**Document excerpt**

————

There’s a better way to protect the vulnerable

Trigger warnings, like so much in life, began with the best of intentions but quickly devolved into the absurd. First used in online discussions of sexual violence, they expanded exponentially and now include warnings about everything from racism to classism, as well as books such as The Great Gatsby and The Adventures of Huckleberry Finn. This isn’t merely amusing. These warnings have real-world consequences. Rather than risk censure, some professors are simply eliminating any sensitive material from the classroom.

I am not reflexively opposed to trigger warnings. They are, as I said, well-intentioned, designed to prevent harm by allowing someone to “emotionally prepare” before being exposed to material that might reactivate a past trauma. Again, it sounds good. If I had, say, been brutally attacked by a Doberman as a child, I’d like to know if my new next-door neighbors own a large dog, especially if it happens to be a Doberman. But a growing body of evidence strongly suggests trigger warnings don’t work — and, in fact, do more harm than good.

————

**Data**
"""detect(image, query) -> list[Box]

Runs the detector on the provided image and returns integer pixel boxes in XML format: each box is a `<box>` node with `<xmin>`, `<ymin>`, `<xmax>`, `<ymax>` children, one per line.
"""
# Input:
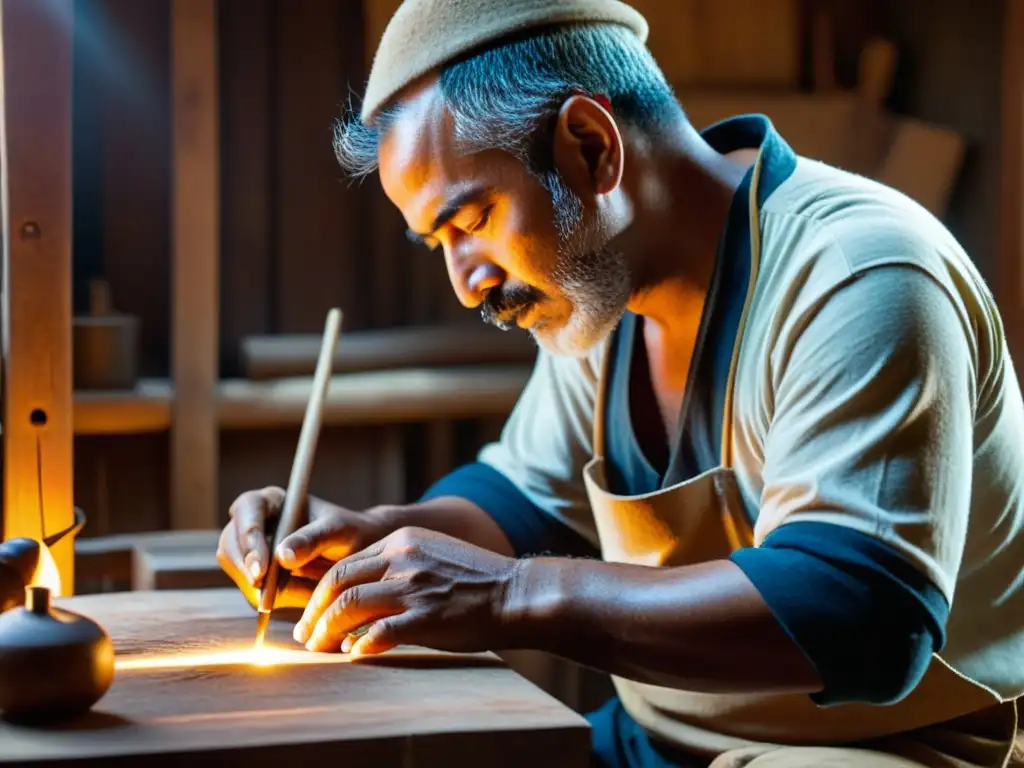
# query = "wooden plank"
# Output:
<box><xmin>75</xmin><ymin>530</ymin><xmax>220</xmax><ymax>582</ymax></box>
<box><xmin>75</xmin><ymin>365</ymin><xmax>531</xmax><ymax>435</ymax></box>
<box><xmin>0</xmin><ymin>589</ymin><xmax>590</xmax><ymax>768</ymax></box>
<box><xmin>878</xmin><ymin>119</ymin><xmax>967</xmax><ymax>219</ymax></box>
<box><xmin>242</xmin><ymin>323</ymin><xmax>537</xmax><ymax>380</ymax></box>
<box><xmin>93</xmin><ymin>0</ymin><xmax>172</xmax><ymax>376</ymax></box>
<box><xmin>274</xmin><ymin>0</ymin><xmax>373</xmax><ymax>333</ymax></box>
<box><xmin>131</xmin><ymin>544</ymin><xmax>234</xmax><ymax>591</ymax></box>
<box><xmin>0</xmin><ymin>0</ymin><xmax>75</xmax><ymax>594</ymax></box>
<box><xmin>218</xmin><ymin>0</ymin><xmax>275</xmax><ymax>376</ymax></box>
<box><xmin>629</xmin><ymin>0</ymin><xmax>801</xmax><ymax>87</ymax></box>
<box><xmin>993</xmin><ymin>2</ymin><xmax>1024</xmax><ymax>360</ymax></box>
<box><xmin>171</xmin><ymin>0</ymin><xmax>220</xmax><ymax>528</ymax></box>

————

**Goals**
1. Answer these questions about the trigger-warning excerpt:
(a) In what kind of online discussions were trigger warnings first used?
(b) Which two books does the excerpt name as having warnings?
(c) What breed of dog appears in the writer's hypothetical attack?
2. From the trigger-warning excerpt, quote the stretch from "There’s a better" through "from the classroom.".

**Answers for this exercise**
1.
(a) Online discussions of sexual violence.
(b) The Great Gatsby and The Adventures of Huckleberry Finn.
(c) A Doberman.

2.
There’s a better way to protect the vulnerable

Trigger warnings, like so much in life, began with the best of intentions but quickly devolved into the absurd. First used in online discussions of sexual violence, they expanded exponentially and now include warnings about everything from racism to classism, as well as books such as The Great Gatsby and The Adventures of Huckleberry Finn. This isn’t merely amusing. These warnings have real-world consequences. Rather than risk censure, some professors are simply eliminating any sensitive material from the classroom.